- _Work required_
Please write out the part of the article that begins at the words "The report comes" and stops after "the Justice Department.", changing "straw buyers" to "proxy buyers".

- _Source text_
Arkansas Democrat-Gazette

Report: Eyes lacking on Fast, Furious

GOP lawmakers say Justice Department oblivious as gun operation went bad

- PHIL MATTINGLY

WASHINGTON — The U.S. Justice Department failed to heed the warning signs raised by a federal gun operation, according to a report released Monday by two Republican lawmakers.

Sen. Charles Grassley, RIowa, and Rep. Darrell Issa, R-Calif., released their second of three reports on Fast and Furious, a law enforcemen­t effort that allowed illegal gun purchases in the U.S. in an effort to link the weapons to Mexican cartels.

Two of the guns from Fast and Furious were found at the scene of the 2010 killing in Arizona of U.S. Border Patrol Agent Brian Terry.

Senior officials at the Justice Department failed to recognize the problems presented by the operation “until it was too late,” according to the report released Monday.

“Every senior Department official interviewe­d during the Committees’ investigat­ion claimed either ignorance of Fast and Furious or that it was someone else’s responsibi­lity to ask questions or draw connection­s,” the 104-page report said. “Senior managers placed blame elsewhere and retained plausible deniabilit­y.”

The report comes a month after Justice Department’s inspector general released a 471-page report that outlined management failures at the Bureau of Alcohol, Tobacco, Firearms and Explosives and the Justice Department, as well as flaws in the program that lost track of about 2,000 guns purchased by straw buyers.

ATF is part of the Justice Department.

The inspector general recommende­d 14 officials for disciplina­ry action.

Two of those officials resigned the day of the report’s release.

Attorney General Eric Holder, in a statement on the day of the inspector general report’s release, said that the report outlined a strategy that had been in place — and was driven by field agents — since 2006 and that the department’s leadership did not know or authorize “the use of the flawed strategy or tactics.”

Along with the resignatio­ns, the department put in place changes in policy and to internal controls aimed at preventing a repeat of the operation.

Grassley is the top Republican on the Senate Judiciary Committee. Issa is the chairman of the House Oversight and Government Reform Committee.

- _Information supplied_
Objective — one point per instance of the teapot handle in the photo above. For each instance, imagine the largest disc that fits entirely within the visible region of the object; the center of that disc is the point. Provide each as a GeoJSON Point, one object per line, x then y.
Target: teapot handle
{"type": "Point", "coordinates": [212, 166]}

- _Result of the exercise_
The report comes a month after Justice Department’s inspector general released a 471-page report that outlined management failures at the Bureau of Alcohol, Tobacco, Firearms and Explosives and the Justice Department, as well as flaws in the program that lost track of about 2,000 guns purchased by proxy buyers.

ATF is part of the Justice Department.